__GIVEN INSTRUCTION__
Return each line of the material below that contains the string "wheel". Letter case matters.

[start]

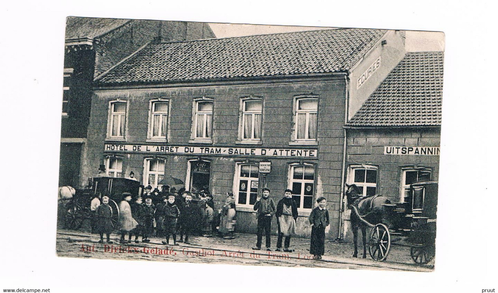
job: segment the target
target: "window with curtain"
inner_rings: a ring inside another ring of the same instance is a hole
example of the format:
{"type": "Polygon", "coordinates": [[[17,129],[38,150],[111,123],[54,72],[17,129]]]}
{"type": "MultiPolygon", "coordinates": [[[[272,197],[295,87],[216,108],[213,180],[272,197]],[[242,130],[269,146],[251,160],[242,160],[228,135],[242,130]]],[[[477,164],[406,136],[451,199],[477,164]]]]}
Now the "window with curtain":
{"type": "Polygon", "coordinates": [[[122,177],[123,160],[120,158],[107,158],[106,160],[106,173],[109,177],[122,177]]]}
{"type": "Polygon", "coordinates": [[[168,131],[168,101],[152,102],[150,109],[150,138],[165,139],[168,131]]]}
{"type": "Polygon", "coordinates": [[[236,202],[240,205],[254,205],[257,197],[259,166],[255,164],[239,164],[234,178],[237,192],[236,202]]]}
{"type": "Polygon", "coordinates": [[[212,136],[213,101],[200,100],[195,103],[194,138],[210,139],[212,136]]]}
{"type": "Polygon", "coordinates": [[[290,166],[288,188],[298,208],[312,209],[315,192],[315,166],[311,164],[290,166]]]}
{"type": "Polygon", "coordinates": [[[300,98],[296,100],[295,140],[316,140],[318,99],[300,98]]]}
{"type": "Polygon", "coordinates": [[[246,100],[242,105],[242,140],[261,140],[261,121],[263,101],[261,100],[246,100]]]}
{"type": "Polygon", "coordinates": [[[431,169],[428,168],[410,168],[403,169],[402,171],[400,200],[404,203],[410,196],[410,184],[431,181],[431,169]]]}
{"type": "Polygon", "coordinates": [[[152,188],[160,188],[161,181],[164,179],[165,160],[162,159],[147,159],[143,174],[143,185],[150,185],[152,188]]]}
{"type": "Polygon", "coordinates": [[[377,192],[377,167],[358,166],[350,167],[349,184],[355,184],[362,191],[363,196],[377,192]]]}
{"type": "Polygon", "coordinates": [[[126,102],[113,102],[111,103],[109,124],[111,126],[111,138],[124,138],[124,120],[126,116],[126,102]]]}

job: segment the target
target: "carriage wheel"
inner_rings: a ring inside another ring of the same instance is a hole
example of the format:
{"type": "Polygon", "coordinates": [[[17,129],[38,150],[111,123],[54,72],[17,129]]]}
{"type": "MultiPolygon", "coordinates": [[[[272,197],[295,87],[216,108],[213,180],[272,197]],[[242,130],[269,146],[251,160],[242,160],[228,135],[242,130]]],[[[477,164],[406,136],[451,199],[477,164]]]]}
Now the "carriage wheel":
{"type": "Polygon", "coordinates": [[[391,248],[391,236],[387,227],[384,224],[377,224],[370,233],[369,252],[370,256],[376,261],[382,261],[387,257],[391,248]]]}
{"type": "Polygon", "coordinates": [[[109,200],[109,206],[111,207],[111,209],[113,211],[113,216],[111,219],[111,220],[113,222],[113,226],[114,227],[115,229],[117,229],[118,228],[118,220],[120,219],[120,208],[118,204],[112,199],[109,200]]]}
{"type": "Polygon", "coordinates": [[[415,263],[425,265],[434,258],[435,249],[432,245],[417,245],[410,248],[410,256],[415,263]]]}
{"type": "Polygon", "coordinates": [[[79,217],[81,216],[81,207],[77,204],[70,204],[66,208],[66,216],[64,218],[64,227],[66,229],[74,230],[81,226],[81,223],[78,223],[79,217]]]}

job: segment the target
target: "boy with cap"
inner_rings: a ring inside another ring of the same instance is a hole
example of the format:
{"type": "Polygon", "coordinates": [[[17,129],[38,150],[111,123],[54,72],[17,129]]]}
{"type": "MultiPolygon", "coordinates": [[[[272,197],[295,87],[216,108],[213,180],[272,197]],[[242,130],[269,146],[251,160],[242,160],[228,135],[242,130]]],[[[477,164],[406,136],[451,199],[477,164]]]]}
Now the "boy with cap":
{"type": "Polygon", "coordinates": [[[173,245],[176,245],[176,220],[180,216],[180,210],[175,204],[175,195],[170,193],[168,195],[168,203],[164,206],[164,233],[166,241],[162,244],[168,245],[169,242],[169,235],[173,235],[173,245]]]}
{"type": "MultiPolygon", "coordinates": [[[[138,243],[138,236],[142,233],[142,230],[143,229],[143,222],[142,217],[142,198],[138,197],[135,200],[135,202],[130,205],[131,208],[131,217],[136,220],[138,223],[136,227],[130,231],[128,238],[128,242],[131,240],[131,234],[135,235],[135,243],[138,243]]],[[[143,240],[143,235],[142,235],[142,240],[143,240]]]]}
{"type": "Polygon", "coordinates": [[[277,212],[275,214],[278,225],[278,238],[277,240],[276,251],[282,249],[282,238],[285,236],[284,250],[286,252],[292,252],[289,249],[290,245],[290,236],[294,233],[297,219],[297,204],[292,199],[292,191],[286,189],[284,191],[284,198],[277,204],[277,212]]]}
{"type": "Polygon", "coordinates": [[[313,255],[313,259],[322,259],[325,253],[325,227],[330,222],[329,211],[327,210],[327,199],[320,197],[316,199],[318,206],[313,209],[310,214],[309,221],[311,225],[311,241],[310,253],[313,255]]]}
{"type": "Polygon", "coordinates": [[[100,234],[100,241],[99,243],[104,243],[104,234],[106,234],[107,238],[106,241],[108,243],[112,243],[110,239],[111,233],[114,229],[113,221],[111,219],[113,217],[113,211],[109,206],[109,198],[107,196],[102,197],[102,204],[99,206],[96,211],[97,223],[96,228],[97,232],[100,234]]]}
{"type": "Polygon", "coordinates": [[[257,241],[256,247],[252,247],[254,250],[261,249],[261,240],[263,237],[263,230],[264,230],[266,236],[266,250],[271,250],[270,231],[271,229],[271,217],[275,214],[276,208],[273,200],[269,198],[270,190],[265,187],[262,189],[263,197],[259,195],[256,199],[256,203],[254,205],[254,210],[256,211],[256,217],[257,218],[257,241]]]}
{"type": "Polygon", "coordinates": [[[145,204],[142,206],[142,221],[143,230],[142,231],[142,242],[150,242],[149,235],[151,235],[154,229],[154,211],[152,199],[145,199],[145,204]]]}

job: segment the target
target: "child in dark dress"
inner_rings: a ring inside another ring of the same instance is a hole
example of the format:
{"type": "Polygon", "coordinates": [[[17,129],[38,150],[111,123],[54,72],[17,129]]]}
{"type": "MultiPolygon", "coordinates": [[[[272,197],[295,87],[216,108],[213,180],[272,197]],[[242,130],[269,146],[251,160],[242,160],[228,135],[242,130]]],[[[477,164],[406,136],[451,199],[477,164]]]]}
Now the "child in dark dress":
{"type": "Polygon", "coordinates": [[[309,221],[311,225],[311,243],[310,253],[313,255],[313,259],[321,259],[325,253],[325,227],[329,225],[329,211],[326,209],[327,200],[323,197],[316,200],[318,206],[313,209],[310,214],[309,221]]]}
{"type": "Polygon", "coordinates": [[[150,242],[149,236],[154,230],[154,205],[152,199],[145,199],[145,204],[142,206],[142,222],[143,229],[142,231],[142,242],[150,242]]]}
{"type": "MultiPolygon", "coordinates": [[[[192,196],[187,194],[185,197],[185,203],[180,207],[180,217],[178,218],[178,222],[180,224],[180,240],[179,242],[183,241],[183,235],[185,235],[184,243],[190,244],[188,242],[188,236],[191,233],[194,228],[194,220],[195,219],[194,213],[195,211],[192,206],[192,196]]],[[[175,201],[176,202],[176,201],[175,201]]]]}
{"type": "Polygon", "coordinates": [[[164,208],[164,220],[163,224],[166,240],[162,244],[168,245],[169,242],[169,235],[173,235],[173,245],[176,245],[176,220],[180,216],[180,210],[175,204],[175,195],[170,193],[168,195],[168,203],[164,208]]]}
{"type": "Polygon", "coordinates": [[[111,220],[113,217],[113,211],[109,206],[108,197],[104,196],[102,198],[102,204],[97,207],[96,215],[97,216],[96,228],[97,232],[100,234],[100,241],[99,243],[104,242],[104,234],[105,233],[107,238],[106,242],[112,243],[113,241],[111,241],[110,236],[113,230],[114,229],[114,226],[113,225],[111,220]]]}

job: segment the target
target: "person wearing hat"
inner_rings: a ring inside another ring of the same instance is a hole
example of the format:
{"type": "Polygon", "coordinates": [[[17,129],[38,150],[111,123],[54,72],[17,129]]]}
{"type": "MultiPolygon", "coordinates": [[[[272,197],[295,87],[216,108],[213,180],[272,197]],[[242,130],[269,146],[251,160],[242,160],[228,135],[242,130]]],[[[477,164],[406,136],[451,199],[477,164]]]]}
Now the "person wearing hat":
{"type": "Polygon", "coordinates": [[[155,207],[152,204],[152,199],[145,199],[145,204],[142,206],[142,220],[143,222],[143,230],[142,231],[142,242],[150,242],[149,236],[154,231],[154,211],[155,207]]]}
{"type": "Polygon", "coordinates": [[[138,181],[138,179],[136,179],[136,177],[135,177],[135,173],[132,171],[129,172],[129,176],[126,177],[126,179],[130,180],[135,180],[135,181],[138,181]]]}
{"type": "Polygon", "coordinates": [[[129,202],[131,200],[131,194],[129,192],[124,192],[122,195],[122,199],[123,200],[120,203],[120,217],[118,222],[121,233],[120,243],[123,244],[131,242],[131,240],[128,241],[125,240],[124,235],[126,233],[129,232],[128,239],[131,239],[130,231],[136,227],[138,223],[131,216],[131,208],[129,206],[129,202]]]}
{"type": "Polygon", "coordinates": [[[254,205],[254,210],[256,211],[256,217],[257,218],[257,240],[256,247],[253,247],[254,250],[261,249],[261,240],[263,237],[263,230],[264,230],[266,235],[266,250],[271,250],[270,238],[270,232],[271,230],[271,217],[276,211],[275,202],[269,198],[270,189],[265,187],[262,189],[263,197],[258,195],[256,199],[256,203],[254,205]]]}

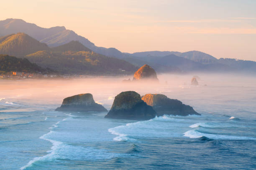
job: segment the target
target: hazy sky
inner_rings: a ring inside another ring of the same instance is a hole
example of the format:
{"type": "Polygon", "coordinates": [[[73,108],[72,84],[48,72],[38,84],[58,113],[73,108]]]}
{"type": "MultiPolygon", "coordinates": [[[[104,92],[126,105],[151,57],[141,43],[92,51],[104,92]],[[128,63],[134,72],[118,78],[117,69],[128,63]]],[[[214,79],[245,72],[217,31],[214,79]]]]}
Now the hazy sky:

[end]
[start]

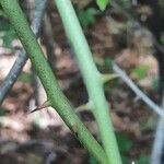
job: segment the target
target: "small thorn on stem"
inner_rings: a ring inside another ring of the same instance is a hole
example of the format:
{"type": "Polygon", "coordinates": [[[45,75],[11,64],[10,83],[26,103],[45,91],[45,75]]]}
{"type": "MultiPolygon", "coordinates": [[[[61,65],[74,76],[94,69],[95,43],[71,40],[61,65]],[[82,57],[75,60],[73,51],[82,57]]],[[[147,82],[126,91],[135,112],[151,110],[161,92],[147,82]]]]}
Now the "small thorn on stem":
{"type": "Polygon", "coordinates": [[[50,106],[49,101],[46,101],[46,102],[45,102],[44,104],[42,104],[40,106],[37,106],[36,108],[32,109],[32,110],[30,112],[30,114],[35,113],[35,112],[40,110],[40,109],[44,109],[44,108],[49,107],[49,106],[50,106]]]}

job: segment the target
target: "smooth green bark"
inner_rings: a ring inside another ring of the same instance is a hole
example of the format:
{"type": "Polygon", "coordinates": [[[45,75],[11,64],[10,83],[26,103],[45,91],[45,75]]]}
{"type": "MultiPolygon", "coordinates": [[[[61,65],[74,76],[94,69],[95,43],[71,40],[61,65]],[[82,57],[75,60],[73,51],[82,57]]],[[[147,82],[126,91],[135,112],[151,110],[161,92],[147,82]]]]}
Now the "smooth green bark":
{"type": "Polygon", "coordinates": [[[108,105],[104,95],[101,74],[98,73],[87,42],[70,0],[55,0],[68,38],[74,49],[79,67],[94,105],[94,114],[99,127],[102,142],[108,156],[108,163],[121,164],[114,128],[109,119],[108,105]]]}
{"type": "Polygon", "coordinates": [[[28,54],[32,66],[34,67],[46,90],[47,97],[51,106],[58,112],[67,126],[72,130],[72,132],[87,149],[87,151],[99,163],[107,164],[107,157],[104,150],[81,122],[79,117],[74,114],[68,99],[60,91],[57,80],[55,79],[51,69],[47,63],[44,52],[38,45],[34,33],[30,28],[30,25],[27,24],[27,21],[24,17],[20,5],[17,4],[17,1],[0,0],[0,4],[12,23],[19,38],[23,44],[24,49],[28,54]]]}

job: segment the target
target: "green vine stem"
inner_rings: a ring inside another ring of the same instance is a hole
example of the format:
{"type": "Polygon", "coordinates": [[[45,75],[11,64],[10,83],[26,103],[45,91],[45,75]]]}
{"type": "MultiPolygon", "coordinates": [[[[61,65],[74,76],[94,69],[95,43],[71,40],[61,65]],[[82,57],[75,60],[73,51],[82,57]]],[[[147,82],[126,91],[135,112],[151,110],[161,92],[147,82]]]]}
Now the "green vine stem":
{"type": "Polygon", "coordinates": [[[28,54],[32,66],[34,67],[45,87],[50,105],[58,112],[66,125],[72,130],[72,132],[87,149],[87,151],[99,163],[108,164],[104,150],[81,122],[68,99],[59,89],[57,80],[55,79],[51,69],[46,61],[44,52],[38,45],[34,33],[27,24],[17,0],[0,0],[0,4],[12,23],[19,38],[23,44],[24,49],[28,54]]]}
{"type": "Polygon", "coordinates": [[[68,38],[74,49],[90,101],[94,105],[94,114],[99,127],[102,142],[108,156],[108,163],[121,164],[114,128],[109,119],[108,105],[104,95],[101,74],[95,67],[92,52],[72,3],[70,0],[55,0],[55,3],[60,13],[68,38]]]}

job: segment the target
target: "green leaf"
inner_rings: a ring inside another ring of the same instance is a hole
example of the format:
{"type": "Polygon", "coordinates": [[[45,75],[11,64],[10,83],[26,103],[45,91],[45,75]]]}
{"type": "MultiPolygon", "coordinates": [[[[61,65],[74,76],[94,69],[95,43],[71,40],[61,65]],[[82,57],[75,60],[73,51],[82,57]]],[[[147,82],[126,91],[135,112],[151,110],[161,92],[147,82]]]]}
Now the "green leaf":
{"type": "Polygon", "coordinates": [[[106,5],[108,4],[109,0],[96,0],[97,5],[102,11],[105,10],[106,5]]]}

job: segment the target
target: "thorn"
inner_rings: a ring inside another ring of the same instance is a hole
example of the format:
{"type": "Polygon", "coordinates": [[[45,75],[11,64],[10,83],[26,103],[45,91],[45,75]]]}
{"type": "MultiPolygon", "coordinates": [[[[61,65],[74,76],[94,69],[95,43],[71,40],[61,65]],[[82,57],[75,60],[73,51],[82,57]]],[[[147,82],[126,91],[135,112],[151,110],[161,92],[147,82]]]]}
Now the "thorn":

[end]

__RESPONSE TO THIS EXERCISE__
target: "carriage wheel"
Now the "carriage wheel":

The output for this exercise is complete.